## RECORDS TO PROCESS

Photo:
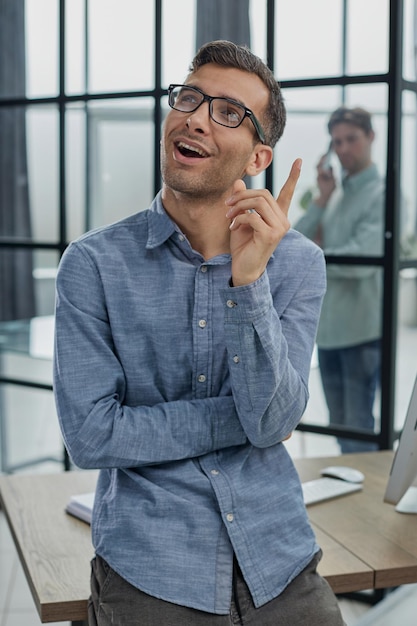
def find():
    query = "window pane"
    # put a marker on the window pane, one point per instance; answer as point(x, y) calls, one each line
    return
point(121, 159)
point(408, 177)
point(76, 170)
point(121, 45)
point(373, 98)
point(30, 425)
point(305, 136)
point(311, 46)
point(354, 293)
point(177, 51)
point(258, 22)
point(43, 167)
point(367, 46)
point(45, 263)
point(41, 48)
point(410, 40)
point(75, 77)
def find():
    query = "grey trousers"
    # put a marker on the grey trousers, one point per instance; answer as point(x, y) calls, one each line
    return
point(308, 600)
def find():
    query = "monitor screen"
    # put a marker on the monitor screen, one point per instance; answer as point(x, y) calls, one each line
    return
point(400, 489)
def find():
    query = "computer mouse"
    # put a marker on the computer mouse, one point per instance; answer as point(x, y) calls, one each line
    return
point(343, 473)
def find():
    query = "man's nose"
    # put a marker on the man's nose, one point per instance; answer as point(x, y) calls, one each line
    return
point(199, 120)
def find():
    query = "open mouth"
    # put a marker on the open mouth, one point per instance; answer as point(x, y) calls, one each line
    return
point(191, 151)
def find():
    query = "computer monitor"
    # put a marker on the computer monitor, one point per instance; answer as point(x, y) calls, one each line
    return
point(400, 489)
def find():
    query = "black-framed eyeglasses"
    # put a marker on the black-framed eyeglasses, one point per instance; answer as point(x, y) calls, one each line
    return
point(223, 111)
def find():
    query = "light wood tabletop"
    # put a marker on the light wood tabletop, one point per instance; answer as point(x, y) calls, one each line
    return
point(366, 543)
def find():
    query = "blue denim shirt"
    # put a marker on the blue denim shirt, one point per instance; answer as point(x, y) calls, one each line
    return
point(180, 389)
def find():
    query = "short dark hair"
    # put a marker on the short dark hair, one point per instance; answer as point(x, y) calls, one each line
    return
point(228, 54)
point(356, 116)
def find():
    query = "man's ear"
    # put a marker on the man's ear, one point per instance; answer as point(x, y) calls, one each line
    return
point(260, 159)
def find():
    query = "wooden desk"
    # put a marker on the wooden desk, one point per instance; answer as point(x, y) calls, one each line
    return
point(366, 544)
point(384, 540)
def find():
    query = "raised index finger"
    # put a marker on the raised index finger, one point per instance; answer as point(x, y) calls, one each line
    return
point(287, 191)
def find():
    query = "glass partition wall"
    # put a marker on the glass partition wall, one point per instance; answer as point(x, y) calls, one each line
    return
point(82, 99)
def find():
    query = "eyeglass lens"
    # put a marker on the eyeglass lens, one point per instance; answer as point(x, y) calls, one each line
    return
point(222, 110)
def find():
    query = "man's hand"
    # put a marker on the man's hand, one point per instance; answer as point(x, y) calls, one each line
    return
point(325, 182)
point(259, 222)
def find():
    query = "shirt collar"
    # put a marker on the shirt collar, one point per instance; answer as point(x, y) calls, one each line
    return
point(160, 225)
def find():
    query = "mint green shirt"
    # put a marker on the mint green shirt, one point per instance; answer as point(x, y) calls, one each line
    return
point(351, 224)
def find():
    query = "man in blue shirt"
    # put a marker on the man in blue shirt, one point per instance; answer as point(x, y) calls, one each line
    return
point(183, 342)
point(348, 220)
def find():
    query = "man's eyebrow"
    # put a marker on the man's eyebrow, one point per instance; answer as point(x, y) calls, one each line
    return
point(227, 97)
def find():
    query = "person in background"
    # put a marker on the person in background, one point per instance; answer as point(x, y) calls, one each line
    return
point(183, 340)
point(349, 221)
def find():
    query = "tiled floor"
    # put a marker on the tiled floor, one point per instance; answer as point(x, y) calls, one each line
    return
point(16, 604)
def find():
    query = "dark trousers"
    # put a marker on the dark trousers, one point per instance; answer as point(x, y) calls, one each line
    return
point(308, 600)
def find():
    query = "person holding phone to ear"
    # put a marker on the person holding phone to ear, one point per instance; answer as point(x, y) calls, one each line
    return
point(184, 335)
point(348, 220)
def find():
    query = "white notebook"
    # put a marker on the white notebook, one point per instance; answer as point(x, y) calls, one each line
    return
point(321, 489)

## EXERCISE
Reproduce all of the records above, swapping each "put a marker on" for "place a dot on" and leaving everything else unchanged. Omit the pictures.

## FINISHED EXERCISE
Photo:
def find():
    query = "window pane"
    # place a dot on the window pane, one point per instance; answer as point(x, y) calls, one each line
    return
point(121, 159)
point(408, 177)
point(76, 170)
point(121, 45)
point(373, 98)
point(30, 425)
point(305, 136)
point(311, 46)
point(354, 293)
point(177, 51)
point(258, 22)
point(43, 167)
point(367, 46)
point(45, 263)
point(41, 48)
point(410, 40)
point(75, 77)
def find():
    query = "grey trousers"
    # place a dot on the grey trousers, one point per instance; answer as point(x, y) calls, one each line
    return
point(308, 600)
def find():
    query = "monitor screen"
    # place a dot on the monitor screen, one point per instance; answer as point(x, y) calls, one each line
    return
point(400, 489)
def find():
    query = "computer mouse"
    # place a dot on the computer mouse, one point per instance; answer as point(x, y) calls, one each line
    return
point(343, 473)
def find():
    query = "man's nose"
    # place a dot on the man's nose, one point per instance; answer as point(x, y) calls, one each line
    return
point(199, 120)
def find():
    query = "open mouth"
    # place a dot on the open mouth, one point per instance; answer as point(x, y) calls, one each line
    return
point(191, 151)
def find():
    query = "computer monitor"
    # place a dot on the computer monitor, one point per instance; answer as point(x, y) calls, one each line
    return
point(400, 489)
def find():
    query = "black-framed eyeglasses"
    # place a dot on the black-framed eyeglasses, one point per instance; answer as point(x, y) calls, one each line
    return
point(223, 111)
def find():
    query = "light wood tabletop"
    # place a dot on the light wood tabletop, one point per instance; answer as point(x, y) calls, one each line
    return
point(366, 543)
def find():
    query = "blue denim shirt"
    # place a dot on the blue denim shirt, one point per instance; answer as point(x, y) calls, one each line
    return
point(180, 389)
def find():
    query = "short dark hair"
    # place a dot on the short dark hair, one point per instance; answer as point(x, y) calls, one each line
    return
point(228, 54)
point(356, 116)
def find():
    query = "man's ear"
    # place a dot on the man's ear, one point per instance; answer as point(x, y) calls, one each line
    return
point(260, 159)
def find():
    query = "wooden desk"
    # place a dot on the wooden desk, one point per instance; answer as point(x, y) calls, one each line
    return
point(366, 544)
point(384, 540)
def find():
    query = "raised index finger"
    # place a dot on the raised index finger, one point per instance; answer as point(x, y) calls, one each line
    return
point(287, 191)
def find():
    query = "glass partition wall"
    # place a dot on the glass partition wall, one point per instance; answer as point(x, y) calls, one each line
    return
point(82, 99)
def find():
    query = "eyeglass lens"
    # place a dot on the eyeglass lens, one point per instance; answer as point(x, y) calls, one each line
    return
point(222, 110)
def find():
    query = "man's hand"
    # place a dot on the man's hand, one point per instance; answer as point(x, y) calls, one each line
    return
point(325, 182)
point(259, 222)
def find():
    query = "shirt collar"
    # place a dot on the shirt collar, one point per instance; answer as point(x, y) calls, one each line
    return
point(160, 225)
def find():
    query = "mint green shirt"
    # place a dot on the mint green shirt, one point per instance; answer as point(x, y) calls, one each line
    return
point(351, 224)
def find():
    query = "man in blue shirt"
    # place a dot on the man in blue shirt, one point per instance; answer as point(x, y) calls, one each line
    return
point(183, 342)
point(348, 220)
def find():
    query = "man's eyebrow"
    # place a dot on the man's eyebrow, one point per instance; answer as point(x, y) calls, one each line
    return
point(227, 97)
def find():
    query = "person in background"
    # place a dot on the person in background, one point per instance; answer as point(x, y) calls, one each line
    return
point(183, 340)
point(349, 221)
def find():
    query = "tiled floor"
    # place a dot on the tiled floor, one point per instance; answer as point(x, y) calls, one each line
    return
point(16, 604)
def find():
    query = "dark trousers"
    # place a dot on the dark trousers, one point per instance; answer as point(x, y) calls, one each line
    return
point(308, 600)
def find():
    query = "person holding phone to ear"
    # place a dot on the person holding phone to ear, one point per instance; answer as point(x, y) calls, one each line
    return
point(184, 335)
point(348, 220)
def find():
    query = "white notebook"
    # place a dot on the white notebook, one point per instance; answer as point(x, y) calls, one each line
    return
point(321, 489)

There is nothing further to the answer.